- **Work to be completed**
Rewrite every row below, replacing "evaluation set" with "test set" and leaving everything else unchanged.

----- Data provided -----

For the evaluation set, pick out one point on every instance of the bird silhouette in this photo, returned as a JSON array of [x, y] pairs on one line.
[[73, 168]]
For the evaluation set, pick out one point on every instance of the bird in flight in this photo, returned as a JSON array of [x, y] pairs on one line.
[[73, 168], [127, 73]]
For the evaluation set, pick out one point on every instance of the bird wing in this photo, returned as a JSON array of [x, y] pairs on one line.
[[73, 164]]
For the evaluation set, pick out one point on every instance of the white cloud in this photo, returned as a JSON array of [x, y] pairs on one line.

-----

- **Result**
For the test set, pick out one point on every instance of the bird silhouette in this photo, returned as a JSON array of [x, y] pairs on one line.
[[73, 168]]
For the test set, pick out one point on every instance of the bird in flight in this photo, returned as a JSON array of [x, y] pairs on one line.
[[73, 168], [127, 73]]
For the test set, pick out one point on every instance of the bird wing in this photo, returned as a JSON array of [x, y] pairs on one line.
[[73, 164]]
For the test set, pick out one point on every instance of the white cloud in this photo, returned as a JSON array of [x, y] pairs on one line.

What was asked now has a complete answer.